▶ WHAT TO WORK ON
Before copying, remove every picture, and then repeat all entries below precisely as written.

(GIVEN RECORDS Opens)

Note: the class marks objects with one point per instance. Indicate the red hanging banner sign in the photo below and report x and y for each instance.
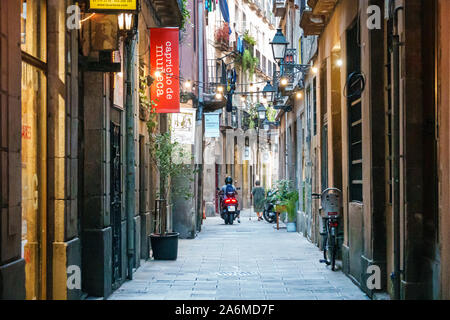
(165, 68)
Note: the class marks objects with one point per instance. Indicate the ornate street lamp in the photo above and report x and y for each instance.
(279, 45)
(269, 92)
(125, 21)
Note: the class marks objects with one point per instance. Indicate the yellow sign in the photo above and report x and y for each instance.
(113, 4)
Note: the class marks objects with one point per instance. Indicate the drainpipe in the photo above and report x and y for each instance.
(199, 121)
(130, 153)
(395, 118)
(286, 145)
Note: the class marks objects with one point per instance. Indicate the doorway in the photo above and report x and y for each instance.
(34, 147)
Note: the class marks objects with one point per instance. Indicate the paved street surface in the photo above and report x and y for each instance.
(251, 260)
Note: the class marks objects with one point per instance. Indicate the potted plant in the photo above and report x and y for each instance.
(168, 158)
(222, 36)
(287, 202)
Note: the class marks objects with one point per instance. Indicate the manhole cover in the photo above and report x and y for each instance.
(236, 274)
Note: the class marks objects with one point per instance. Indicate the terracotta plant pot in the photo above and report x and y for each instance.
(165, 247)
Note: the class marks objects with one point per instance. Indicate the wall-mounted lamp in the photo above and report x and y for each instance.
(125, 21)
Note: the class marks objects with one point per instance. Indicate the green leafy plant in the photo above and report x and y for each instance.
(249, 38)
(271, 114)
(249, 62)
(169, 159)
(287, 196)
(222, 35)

(GIVEN RECORDS Closes)

▶ TASK SOLUTION
Note: the class marks objects with one point per instance. Indicate the red hanging banner sign in the photo below and report x and y for each instance.
(165, 68)
Note: the class marks objects with one point per instance. Indicate the ornate street lamp in the photo above and report x and y for each instance.
(279, 45)
(269, 92)
(125, 21)
Note: the class marks objects with one point per instance. Indicate the yellow sign in the photo above and report x and y for each instance.
(113, 4)
Note: the class marks objects with one point per instance. Indicate the drainpipe in the photo above and report x and y for each instance.
(199, 121)
(130, 153)
(395, 118)
(286, 145)
Note: the class marks objects with one point per instance. Indicate the doorway in the photo above and report x and y for each instance.
(34, 147)
Note: the class marks objects with one point per instance. Indicate the paved street surface in the photo above and report x and y for each instance.
(251, 260)
Note: the class marks objects with one point per instance. Indicate the potted plant in the photo above and report x and y for each instance.
(168, 158)
(222, 36)
(287, 202)
Note: the class marks objects with one point per instance. Indicate the manhole cover in the photo above and report x and y for each instance.
(236, 274)
Note: the class marks objects with one point per instance. Indicate the terracotta plant pot in the photo above and report x and y for each instance.
(165, 247)
Note: the class marks objects with one point per instance. Indicate the wall-mounted lamp in the photo above and report x and y for each instance.
(125, 21)
Note: the class marks objects with one point per instance. Indicate the green leafy plant in the photo above and report x and y for each instance.
(249, 38)
(271, 114)
(249, 62)
(169, 159)
(287, 196)
(222, 35)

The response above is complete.